**SHORT PROBLEM**
Repeat every record exactly, but keep images out of the copy.

[Items from a dataset]
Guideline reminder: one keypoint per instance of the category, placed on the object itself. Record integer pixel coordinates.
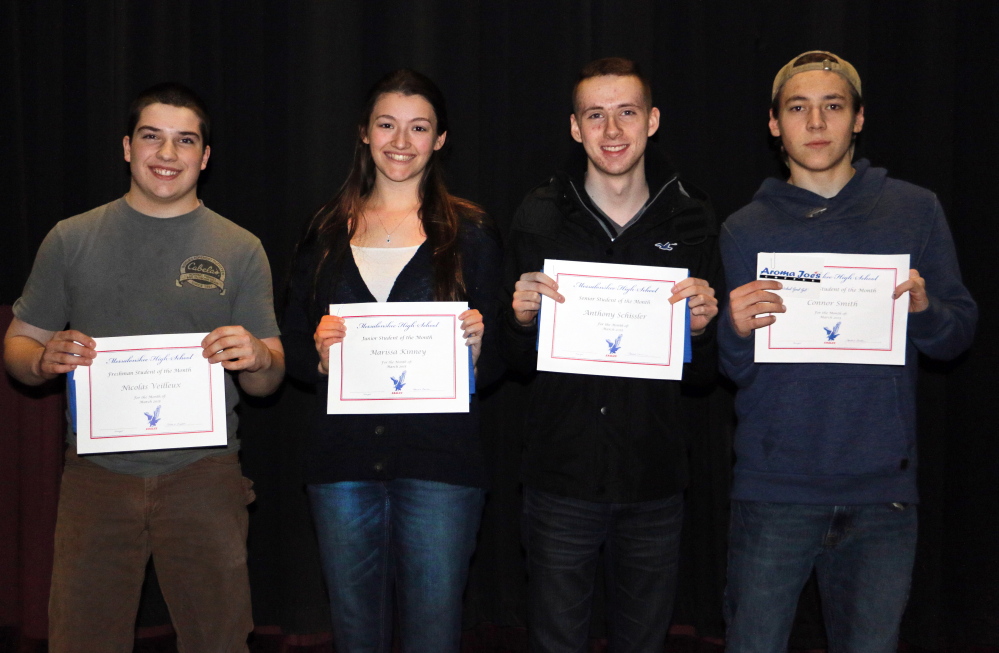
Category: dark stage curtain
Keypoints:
(285, 81)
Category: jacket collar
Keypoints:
(659, 171)
(857, 198)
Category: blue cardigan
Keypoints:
(839, 434)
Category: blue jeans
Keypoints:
(563, 538)
(413, 536)
(862, 557)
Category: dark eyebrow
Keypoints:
(157, 130)
(830, 96)
(623, 105)
(385, 115)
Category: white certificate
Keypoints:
(149, 392)
(616, 321)
(839, 309)
(399, 357)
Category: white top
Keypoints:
(380, 266)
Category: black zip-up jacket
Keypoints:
(598, 438)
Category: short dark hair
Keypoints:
(618, 66)
(176, 95)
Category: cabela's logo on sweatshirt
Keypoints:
(202, 272)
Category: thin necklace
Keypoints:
(388, 234)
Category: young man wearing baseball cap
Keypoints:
(825, 473)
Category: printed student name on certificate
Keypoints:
(149, 392)
(616, 321)
(399, 357)
(839, 309)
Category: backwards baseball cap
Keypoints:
(817, 60)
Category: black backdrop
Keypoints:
(285, 81)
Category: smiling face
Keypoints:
(816, 123)
(613, 122)
(402, 136)
(166, 155)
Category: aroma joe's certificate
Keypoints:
(149, 392)
(839, 309)
(399, 357)
(616, 321)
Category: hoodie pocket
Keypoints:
(837, 426)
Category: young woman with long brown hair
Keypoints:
(396, 499)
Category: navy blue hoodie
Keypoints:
(839, 434)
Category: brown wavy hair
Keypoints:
(441, 213)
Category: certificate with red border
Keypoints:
(149, 392)
(399, 357)
(616, 321)
(840, 309)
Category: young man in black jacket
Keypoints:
(605, 461)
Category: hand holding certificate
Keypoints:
(839, 309)
(616, 321)
(149, 392)
(399, 357)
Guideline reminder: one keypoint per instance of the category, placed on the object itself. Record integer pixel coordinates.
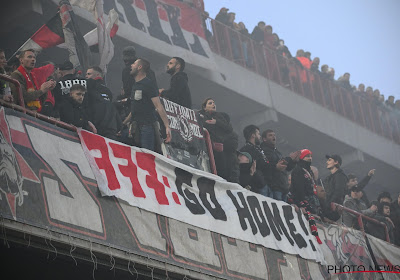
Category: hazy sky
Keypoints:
(361, 37)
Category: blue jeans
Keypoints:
(147, 137)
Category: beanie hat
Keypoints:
(304, 152)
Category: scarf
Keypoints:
(311, 220)
(31, 85)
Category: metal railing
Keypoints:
(258, 58)
(360, 218)
(73, 128)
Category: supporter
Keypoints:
(334, 184)
(4, 87)
(344, 81)
(223, 16)
(315, 171)
(283, 50)
(382, 99)
(277, 177)
(96, 85)
(14, 63)
(383, 216)
(144, 100)
(250, 178)
(231, 20)
(304, 187)
(33, 95)
(355, 203)
(68, 78)
(308, 56)
(275, 41)
(324, 72)
(224, 139)
(360, 90)
(268, 37)
(245, 43)
(129, 57)
(353, 181)
(395, 216)
(234, 39)
(331, 73)
(397, 107)
(205, 15)
(369, 93)
(179, 91)
(47, 72)
(305, 64)
(315, 65)
(101, 112)
(390, 101)
(258, 32)
(72, 111)
(384, 197)
(252, 136)
(376, 95)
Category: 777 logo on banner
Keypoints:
(154, 183)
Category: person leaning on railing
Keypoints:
(355, 203)
(224, 140)
(382, 216)
(33, 95)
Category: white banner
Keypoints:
(387, 258)
(154, 183)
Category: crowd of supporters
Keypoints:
(264, 52)
(137, 118)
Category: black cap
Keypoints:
(335, 158)
(67, 65)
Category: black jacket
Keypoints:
(395, 217)
(302, 184)
(257, 34)
(219, 131)
(277, 180)
(362, 184)
(179, 91)
(335, 187)
(263, 164)
(73, 113)
(128, 81)
(97, 90)
(61, 91)
(255, 182)
(378, 231)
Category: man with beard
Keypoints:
(144, 100)
(304, 187)
(72, 111)
(129, 57)
(253, 139)
(33, 95)
(68, 79)
(277, 177)
(101, 112)
(335, 185)
(179, 91)
(250, 178)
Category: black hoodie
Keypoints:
(179, 91)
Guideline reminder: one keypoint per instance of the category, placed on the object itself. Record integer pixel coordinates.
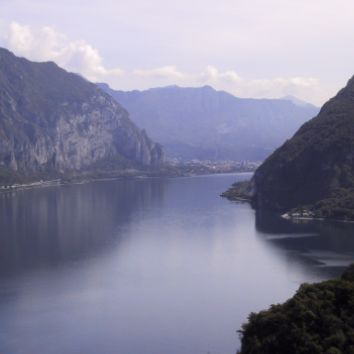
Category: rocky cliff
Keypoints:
(55, 122)
(314, 170)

**RESULT FOR THIS TASK**
Guideline reminder: one keypoint per instance of the category, placed on the object itself. Record integer pixel coordinates.
Category: dark stage curtain
Keypoints:
(285, 81)
Category: jacket collar
Keypoints:
(659, 171)
(857, 198)
Category: blue cardigan
Keypoints:
(839, 434)
Category: blue jeans
Keypoints:
(563, 538)
(413, 536)
(862, 557)
Category: dark eyebrow
Keypoints:
(157, 130)
(830, 96)
(623, 105)
(385, 115)
Category: white certificate
Keypoints:
(149, 392)
(616, 321)
(839, 309)
(399, 357)
Category: white top
Keypoints:
(380, 266)
Category: black zip-up jacket
Keypoints:
(598, 438)
Category: short dark hair
Keypoints:
(618, 66)
(176, 95)
Category: cabela's logo on sweatshirt
Keypoints:
(202, 272)
Category: thin necklace
Keypoints:
(388, 234)
Category: young man wearing baseball cap
Keypoints:
(825, 473)
Category: printed student name on certificate
Keypoints:
(149, 392)
(616, 321)
(399, 357)
(839, 309)
Category: backwards baseball cap
Keypoints:
(817, 60)
Category: black backdrop
Keypoints:
(285, 81)
Category: smiling face
Keypoints:
(816, 123)
(613, 122)
(402, 136)
(166, 155)
Category: aroma joe's certificate
Keypoints:
(149, 392)
(839, 309)
(399, 357)
(616, 321)
Category: hoodie pocket
Keypoints:
(837, 426)
Category: young woman with long brown hair
Keypoints:
(396, 499)
Category: navy blue hoodie
Keypoints:
(839, 434)
Category: brown wavy hair
Keypoints:
(441, 213)
Category: certificate with red border
Keypoints:
(149, 392)
(399, 357)
(616, 321)
(840, 309)
Category: young man in black jacket
Keypoints:
(605, 461)
Category: hand holding certificate
Keypoints:
(839, 309)
(616, 321)
(149, 392)
(399, 357)
Guideline reminder: one keypoint per instance of the category, placed on the object itself. Record integer pixel coordinates.
Category: hazy sky
Keypoints:
(361, 37)
Category: blue jeans
Keypoints:
(147, 137)
Category: beanie hat
Keypoints:
(304, 152)
Category: scarf
Keypoints:
(311, 220)
(31, 85)
Category: metal railing
Keypoints:
(258, 58)
(360, 218)
(73, 128)
Category: supporter
Keypoints:
(334, 184)
(4, 87)
(344, 81)
(223, 16)
(315, 171)
(283, 50)
(382, 99)
(277, 177)
(96, 85)
(14, 63)
(383, 216)
(144, 100)
(250, 178)
(231, 20)
(304, 187)
(33, 95)
(355, 203)
(68, 78)
(308, 56)
(275, 41)
(324, 72)
(224, 139)
(360, 90)
(268, 37)
(245, 43)
(129, 57)
(353, 181)
(395, 216)
(234, 39)
(331, 73)
(397, 107)
(205, 15)
(369, 93)
(179, 91)
(47, 72)
(305, 64)
(315, 65)
(101, 112)
(390, 101)
(258, 32)
(72, 111)
(384, 197)
(252, 136)
(376, 95)
Category: 777 logo on banner
Keypoints:
(154, 183)
Category: person leaning on railing
Keypoints:
(355, 203)
(224, 140)
(382, 216)
(33, 95)
Category: white banner
Keypoints:
(387, 258)
(154, 183)
Category: crowd of supporters
Keypoints:
(264, 52)
(137, 118)
Category: black cap
Keypoints:
(335, 158)
(67, 65)
Category: black jacket
Keypoints:
(395, 217)
(302, 184)
(257, 34)
(219, 131)
(277, 180)
(362, 184)
(179, 91)
(335, 187)
(263, 164)
(73, 113)
(128, 81)
(97, 90)
(61, 91)
(255, 182)
(378, 231)
Category: man with beard
Keypoints:
(144, 100)
(304, 187)
(72, 111)
(129, 57)
(253, 139)
(33, 95)
(68, 79)
(277, 177)
(101, 112)
(335, 185)
(179, 91)
(250, 178)
Category: black hoodie
Keypoints:
(179, 91)
Guideline reminder: one keypoint per instance of the category, placed on the object itself. Record integer pixel coordinates.
Category: rocky cliff
Keypoints:
(55, 122)
(314, 170)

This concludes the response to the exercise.